● AVAILABLE RECORDS:

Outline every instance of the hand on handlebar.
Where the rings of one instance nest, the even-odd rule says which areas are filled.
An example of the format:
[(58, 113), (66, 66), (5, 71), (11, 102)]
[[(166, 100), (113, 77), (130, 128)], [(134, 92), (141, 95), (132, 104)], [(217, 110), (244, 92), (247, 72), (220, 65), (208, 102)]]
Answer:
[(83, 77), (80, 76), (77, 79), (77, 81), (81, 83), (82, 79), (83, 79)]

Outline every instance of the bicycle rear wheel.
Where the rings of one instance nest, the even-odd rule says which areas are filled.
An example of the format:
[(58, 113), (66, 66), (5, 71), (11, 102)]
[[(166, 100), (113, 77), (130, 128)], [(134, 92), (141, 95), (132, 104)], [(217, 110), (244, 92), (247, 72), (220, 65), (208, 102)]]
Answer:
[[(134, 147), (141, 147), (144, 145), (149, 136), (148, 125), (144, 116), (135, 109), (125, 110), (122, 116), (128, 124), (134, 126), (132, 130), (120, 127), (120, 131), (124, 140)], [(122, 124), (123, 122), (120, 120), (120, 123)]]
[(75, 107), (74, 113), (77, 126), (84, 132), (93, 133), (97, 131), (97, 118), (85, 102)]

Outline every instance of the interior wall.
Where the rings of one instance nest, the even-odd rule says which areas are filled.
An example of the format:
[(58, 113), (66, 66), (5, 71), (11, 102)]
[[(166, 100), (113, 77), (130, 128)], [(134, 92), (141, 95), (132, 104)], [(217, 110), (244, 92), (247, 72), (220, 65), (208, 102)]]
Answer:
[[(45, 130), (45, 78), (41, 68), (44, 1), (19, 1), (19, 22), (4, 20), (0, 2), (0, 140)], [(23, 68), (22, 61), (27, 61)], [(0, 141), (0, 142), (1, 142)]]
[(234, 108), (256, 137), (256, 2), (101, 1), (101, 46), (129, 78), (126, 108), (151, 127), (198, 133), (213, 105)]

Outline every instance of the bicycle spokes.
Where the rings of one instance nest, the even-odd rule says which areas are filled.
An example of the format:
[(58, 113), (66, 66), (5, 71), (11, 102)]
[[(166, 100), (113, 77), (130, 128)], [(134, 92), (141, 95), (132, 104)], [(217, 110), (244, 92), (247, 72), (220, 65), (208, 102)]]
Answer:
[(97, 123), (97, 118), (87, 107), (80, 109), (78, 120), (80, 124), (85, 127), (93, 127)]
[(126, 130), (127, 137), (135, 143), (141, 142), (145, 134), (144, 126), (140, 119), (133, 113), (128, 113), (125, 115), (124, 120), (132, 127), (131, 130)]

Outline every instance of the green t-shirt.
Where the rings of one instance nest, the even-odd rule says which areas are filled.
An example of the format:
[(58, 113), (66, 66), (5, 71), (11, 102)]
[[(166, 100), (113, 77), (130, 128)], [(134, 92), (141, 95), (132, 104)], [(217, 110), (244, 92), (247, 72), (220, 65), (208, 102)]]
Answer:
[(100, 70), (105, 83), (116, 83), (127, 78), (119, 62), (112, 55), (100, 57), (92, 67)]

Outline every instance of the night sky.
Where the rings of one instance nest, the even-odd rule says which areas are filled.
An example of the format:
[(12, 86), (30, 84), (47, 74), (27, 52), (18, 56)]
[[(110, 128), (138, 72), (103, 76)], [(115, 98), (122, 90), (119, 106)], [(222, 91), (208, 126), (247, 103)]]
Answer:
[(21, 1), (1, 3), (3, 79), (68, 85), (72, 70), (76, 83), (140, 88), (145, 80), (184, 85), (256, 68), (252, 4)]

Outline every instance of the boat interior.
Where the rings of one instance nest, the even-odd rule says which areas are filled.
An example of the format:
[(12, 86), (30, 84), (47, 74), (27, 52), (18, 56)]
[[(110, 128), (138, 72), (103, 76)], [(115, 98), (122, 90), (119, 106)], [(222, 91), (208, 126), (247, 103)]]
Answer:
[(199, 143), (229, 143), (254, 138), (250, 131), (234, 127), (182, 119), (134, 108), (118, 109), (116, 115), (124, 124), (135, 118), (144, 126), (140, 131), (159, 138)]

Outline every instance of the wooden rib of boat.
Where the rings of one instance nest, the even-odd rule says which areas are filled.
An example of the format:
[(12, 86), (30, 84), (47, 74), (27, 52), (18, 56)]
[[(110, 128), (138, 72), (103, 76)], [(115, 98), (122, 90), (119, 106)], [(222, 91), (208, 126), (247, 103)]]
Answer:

● TASK DESCRIPTION:
Rewrite the listing, beginning with the line containing "Outline every instance of the bicycle spokes." and continuing through the line containing "127), (131, 130)]", substituting "occurrence" for "instance" and leaving everything else as it is.

● RESPONSE:
Outline every occurrence of the bicycle spokes.
Where the rings of one occurrence nest, the even-odd rule says which areas are filled.
An example of the format:
[(58, 113), (66, 66), (5, 71), (11, 102)]
[[(166, 100), (113, 77), (130, 128)], [(134, 92), (141, 95), (132, 104)], [(217, 110), (244, 92), (247, 72), (220, 65), (208, 102)]]
Answer:
[(97, 123), (97, 118), (87, 107), (80, 109), (78, 120), (80, 124), (85, 127), (93, 127)]
[(126, 130), (127, 137), (135, 143), (141, 142), (145, 134), (144, 126), (140, 119), (133, 113), (128, 113), (125, 115), (124, 120), (132, 127), (131, 130)]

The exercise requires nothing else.